— Work required —
Update the rows from the first one through the line containing "[107,92,112,111]", both ends included, by changing "Identify" to "Locate" and keeping everything else the same. Leave the pictures out of your answer.

— Given data —
--- BEGIN ---

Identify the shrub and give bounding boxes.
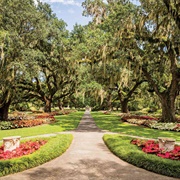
[0,134,73,177]
[0,121,13,130]
[103,135,180,178]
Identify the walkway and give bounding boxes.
[0,112,175,180]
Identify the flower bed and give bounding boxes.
[0,113,56,130]
[0,140,47,160]
[131,139,180,160]
[121,115,180,131]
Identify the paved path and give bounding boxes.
[0,112,177,180]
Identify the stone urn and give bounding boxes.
[158,137,175,152]
[3,136,21,152]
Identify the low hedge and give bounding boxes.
[103,134,180,178]
[0,134,73,177]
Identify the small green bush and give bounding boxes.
[103,135,180,178]
[0,134,73,177]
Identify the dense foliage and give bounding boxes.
[0,134,73,177]
[103,135,180,178]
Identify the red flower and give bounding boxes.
[0,140,47,160]
[131,139,180,160]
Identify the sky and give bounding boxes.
[37,0,91,31]
[37,0,138,31]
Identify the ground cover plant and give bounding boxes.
[0,111,84,140]
[0,140,47,160]
[91,112,180,141]
[131,139,180,160]
[0,134,73,177]
[121,115,180,131]
[103,134,180,178]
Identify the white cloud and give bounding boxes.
[68,9,75,14]
[41,0,81,6]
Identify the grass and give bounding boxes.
[103,134,180,178]
[0,111,84,140]
[0,134,73,177]
[91,112,180,142]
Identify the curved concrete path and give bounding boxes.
[0,112,176,180]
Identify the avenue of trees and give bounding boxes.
[0,0,180,122]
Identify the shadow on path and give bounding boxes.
[0,111,175,180]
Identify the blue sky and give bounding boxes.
[37,0,139,31]
[38,0,91,31]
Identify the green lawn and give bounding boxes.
[0,111,84,140]
[91,112,180,142]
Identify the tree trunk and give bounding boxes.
[44,99,51,112]
[0,102,11,121]
[161,94,176,123]
[121,99,129,113]
[107,92,112,111]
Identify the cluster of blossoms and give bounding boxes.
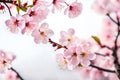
[0,0,120,80]
[0,50,19,80]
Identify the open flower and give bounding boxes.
[0,51,15,73]
[64,2,82,18]
[52,0,65,13]
[27,5,49,21]
[32,23,53,44]
[21,15,38,34]
[5,70,19,80]
[5,15,24,33]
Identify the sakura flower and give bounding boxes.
[64,46,81,69]
[64,2,82,18]
[92,0,120,14]
[59,28,77,47]
[5,70,19,80]
[5,15,24,33]
[92,0,110,14]
[22,15,38,34]
[27,5,49,21]
[0,51,15,73]
[100,18,117,47]
[52,0,65,13]
[76,41,96,67]
[32,23,53,44]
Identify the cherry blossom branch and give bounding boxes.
[95,52,108,57]
[0,0,13,3]
[112,18,120,79]
[106,13,118,24]
[10,67,24,80]
[90,64,115,73]
[100,45,113,50]
[3,2,12,16]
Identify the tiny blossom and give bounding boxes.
[27,5,49,21]
[59,28,77,47]
[32,23,53,44]
[92,0,120,14]
[52,0,65,13]
[5,15,25,33]
[100,18,117,47]
[76,41,96,66]
[22,15,38,34]
[5,70,19,80]
[64,2,82,18]
[61,42,95,69]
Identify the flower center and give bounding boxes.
[29,11,35,17]
[72,53,77,57]
[81,52,87,57]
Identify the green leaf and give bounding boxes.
[92,36,101,44]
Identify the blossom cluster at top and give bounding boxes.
[0,0,120,80]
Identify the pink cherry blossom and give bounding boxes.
[100,18,117,47]
[61,42,95,69]
[92,0,110,14]
[64,1,82,18]
[32,23,53,44]
[5,70,19,80]
[21,15,38,34]
[5,15,24,33]
[76,41,96,66]
[52,0,65,13]
[0,51,15,73]
[56,53,67,69]
[64,46,80,69]
[59,28,77,47]
[27,5,49,21]
[92,0,120,14]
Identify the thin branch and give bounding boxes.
[90,64,115,73]
[106,13,118,24]
[100,45,113,50]
[49,39,67,50]
[95,52,108,57]
[0,0,13,3]
[3,2,12,16]
[10,67,24,80]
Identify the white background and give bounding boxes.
[0,0,102,80]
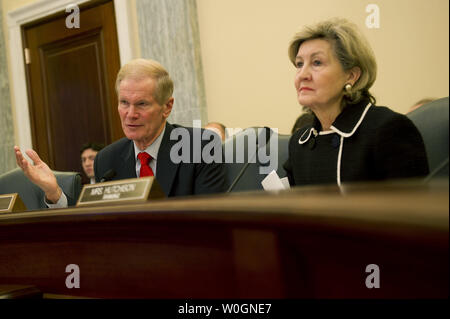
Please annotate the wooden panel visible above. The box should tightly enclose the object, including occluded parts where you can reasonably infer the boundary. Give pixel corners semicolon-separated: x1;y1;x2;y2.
40;29;110;171
0;180;449;298
23;1;123;171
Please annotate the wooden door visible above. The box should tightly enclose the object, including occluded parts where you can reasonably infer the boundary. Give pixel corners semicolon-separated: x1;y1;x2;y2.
23;1;123;172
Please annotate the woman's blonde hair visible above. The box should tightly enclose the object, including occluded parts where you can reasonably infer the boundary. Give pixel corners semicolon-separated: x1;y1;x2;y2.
116;59;173;105
288;18;377;105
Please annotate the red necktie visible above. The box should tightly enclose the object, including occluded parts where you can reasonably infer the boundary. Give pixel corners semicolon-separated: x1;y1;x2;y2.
138;152;154;177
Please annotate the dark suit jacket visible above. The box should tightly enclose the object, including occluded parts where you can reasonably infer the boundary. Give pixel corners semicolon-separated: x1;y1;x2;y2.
94;123;226;196
284;99;428;185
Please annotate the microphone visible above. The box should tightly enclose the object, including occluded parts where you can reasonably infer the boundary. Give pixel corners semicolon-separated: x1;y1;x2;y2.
100;169;116;183
226;126;273;193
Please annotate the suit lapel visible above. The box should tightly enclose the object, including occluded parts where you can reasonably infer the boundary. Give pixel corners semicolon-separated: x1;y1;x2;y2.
156;123;179;196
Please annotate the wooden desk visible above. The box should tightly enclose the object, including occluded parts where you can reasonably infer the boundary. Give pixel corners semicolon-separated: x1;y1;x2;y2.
0;180;449;298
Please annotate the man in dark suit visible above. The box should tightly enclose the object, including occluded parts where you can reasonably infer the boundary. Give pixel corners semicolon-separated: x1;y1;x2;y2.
14;59;225;207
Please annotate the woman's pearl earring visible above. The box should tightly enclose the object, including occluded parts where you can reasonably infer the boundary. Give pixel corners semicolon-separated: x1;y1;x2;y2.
344;83;352;94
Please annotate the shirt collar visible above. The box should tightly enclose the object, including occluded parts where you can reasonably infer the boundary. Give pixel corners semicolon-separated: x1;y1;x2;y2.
298;99;372;144
133;125;166;160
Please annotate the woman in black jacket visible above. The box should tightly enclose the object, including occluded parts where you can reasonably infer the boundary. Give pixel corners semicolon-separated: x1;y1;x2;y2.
284;19;428;186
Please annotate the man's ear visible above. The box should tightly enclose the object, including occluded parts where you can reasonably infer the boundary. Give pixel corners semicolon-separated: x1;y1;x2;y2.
163;97;174;118
346;66;361;85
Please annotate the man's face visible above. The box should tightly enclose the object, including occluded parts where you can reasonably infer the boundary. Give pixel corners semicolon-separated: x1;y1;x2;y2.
81;148;97;178
118;77;173;150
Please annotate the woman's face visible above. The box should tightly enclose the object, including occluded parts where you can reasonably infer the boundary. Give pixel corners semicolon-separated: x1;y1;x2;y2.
295;39;352;111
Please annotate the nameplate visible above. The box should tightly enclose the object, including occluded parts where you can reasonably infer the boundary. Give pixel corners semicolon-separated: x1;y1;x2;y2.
76;177;165;206
0;193;27;213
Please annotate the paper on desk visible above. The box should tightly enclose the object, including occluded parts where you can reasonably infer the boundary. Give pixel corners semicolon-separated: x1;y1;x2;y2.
261;170;290;191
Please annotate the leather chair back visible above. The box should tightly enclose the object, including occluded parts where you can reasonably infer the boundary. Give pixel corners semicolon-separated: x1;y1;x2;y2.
407;97;449;179
0;168;81;210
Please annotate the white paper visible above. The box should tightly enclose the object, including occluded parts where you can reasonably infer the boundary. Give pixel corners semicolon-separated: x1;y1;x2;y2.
281;176;291;189
261;170;289;191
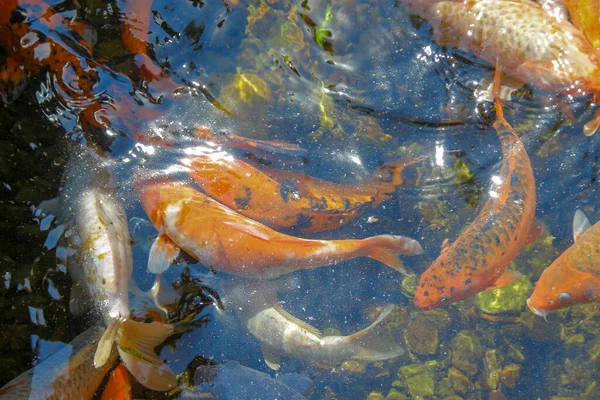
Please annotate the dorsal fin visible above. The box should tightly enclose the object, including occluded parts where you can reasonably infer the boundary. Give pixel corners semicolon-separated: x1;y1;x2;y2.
573;210;592;241
223;221;271;241
273;305;323;338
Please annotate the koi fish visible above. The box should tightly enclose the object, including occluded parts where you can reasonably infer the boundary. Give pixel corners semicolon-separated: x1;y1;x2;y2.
402;0;600;135
100;363;132;400
183;153;419;233
563;0;600;50
415;70;540;309
224;282;404;370
527;210;600;318
60;150;177;391
136;180;423;278
0;0;158;142
0;326;118;400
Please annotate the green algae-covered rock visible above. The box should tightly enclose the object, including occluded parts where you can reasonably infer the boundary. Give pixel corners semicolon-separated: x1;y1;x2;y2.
483;349;504;390
475;276;533;314
405;314;439;355
400;360;437;398
385;389;408;400
447;367;473;394
450;330;483;376
501;364;521;388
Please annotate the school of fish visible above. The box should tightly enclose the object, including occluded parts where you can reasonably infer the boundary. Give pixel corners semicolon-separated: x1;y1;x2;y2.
0;0;600;398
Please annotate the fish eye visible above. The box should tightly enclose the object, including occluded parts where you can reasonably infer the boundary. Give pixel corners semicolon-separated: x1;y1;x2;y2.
558;292;571;301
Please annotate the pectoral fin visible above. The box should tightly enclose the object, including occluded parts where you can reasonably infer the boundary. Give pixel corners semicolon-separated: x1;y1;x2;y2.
119;320;177;391
475;74;524;103
573;210;592;242
223;221;271;241
148;234;180;274
262;346;281;371
94;319;119;368
69;283;87;317
348;304;404;361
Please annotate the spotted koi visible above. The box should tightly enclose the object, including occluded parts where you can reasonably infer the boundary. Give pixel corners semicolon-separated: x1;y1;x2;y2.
415;68;539;309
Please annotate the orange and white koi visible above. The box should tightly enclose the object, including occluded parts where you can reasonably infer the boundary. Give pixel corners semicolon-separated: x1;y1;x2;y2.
137;180;423;278
100;363;132;400
415;71;540;309
60;149;177;391
527;210;600;317
0;326;118;400
0;0;158;141
402;0;600;135
183;152;418;233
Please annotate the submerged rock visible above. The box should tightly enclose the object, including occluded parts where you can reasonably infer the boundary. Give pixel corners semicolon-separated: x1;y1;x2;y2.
501;364;521;388
450;330;483;376
475;276;533;314
483;349;504;390
385;389;408;400
405;314;439;355
400;360;437;398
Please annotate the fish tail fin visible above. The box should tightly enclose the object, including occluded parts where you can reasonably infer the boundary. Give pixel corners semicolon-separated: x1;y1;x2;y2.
362;235;423;275
118;319;177;391
349;304;404;361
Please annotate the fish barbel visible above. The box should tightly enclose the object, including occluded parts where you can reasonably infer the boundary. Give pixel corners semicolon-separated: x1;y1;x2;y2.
0;326;118;400
137;179;423;278
402;0;600;135
415;70;540;309
60;149;177;390
527;210;600;317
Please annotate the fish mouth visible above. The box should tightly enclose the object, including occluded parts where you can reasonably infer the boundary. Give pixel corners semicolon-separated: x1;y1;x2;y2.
527;298;549;319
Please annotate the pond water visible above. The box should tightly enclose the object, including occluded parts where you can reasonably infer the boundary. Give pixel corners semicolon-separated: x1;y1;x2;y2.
0;0;600;399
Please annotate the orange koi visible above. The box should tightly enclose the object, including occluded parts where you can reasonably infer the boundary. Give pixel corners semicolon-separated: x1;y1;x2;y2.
0;326;118;400
563;0;600;50
527;210;600;317
101;362;132;400
415;70;539;309
118;0;180;94
0;0;158;141
136;180;423;278
402;0;600;135
184;154;420;233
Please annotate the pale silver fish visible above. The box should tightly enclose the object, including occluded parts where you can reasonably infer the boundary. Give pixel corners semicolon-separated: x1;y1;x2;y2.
223;282;404;370
0;326;118;400
60;148;177;391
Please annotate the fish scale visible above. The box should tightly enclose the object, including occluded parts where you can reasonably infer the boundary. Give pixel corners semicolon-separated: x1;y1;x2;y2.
527;211;600;317
415;100;536;309
403;0;600;96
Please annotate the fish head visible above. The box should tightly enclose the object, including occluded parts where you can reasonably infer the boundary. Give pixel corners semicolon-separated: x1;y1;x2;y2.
527;257;600;317
135;178;185;227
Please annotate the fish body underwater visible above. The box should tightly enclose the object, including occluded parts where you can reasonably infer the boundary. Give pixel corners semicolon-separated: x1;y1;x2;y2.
224;281;404;370
60;148;176;390
415;79;540;309
187;154;418;233
402;0;600;134
0;326;118;400
137;179;423;278
527;211;600;317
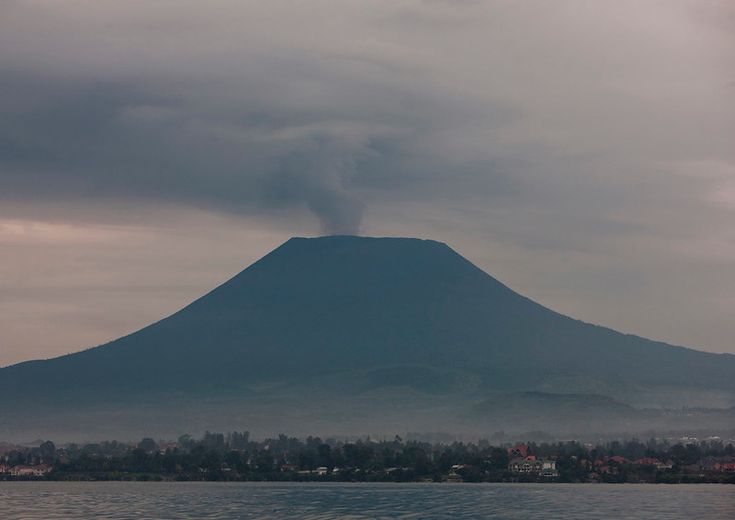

--- END ---

— In response —
Locate the shrub and give bounding boxes.
[0,134,73,177]
[0,121,13,130]
[103,135,180,178]
Locate the walkway and give bounding boxes.
[0,112,175,180]
Locate the flower bed and give bounding boxes.
[0,113,56,130]
[0,140,47,160]
[131,139,180,160]
[121,115,180,131]
Locate the paved path and give bounding boxes.
[0,112,177,180]
Locate the stone urn and give bounding boxes.
[158,137,175,152]
[3,136,21,152]
Locate the low hedge and give bounding boxes.
[103,134,180,178]
[0,134,73,177]
Locate the small green bush and give bounding boxes.
[103,135,180,178]
[0,134,73,177]
Locate the dense foliage and give bounding boxes.
[0,134,73,177]
[103,135,180,178]
Locate the red flower and give bounding boxes.
[0,140,47,160]
[131,139,180,160]
Locate the sky and give bounding boxes.
[37,0,91,31]
[37,0,138,31]
Locate the ground cover plant and give bounding boxes.
[0,111,84,140]
[0,140,47,160]
[91,112,180,141]
[131,139,180,160]
[0,134,73,177]
[121,115,180,131]
[103,134,180,178]
Locate the white cloud and give bounding boxes.
[68,9,75,14]
[41,0,81,6]
Locate the grass and give bounding boxes.
[103,134,180,178]
[0,111,84,140]
[0,134,73,177]
[91,112,180,142]
Locate the curved concrete path and give bounding boxes.
[0,112,176,180]
Locate the avenue of trees and give bounding boxes.
[0,0,180,122]
Locate the shadow on path and give bounding boxes.
[0,111,175,180]
Locate the blue sky and give bounding boxes.
[37,0,139,31]
[38,0,91,31]
Locate the green lawn and give bounding boxes.
[0,111,84,140]
[91,112,180,142]
Locate the tree trunk and give bounding boxes.
[44,99,51,112]
[0,102,11,121]
[161,94,176,123]
[121,99,129,113]
[107,92,112,111]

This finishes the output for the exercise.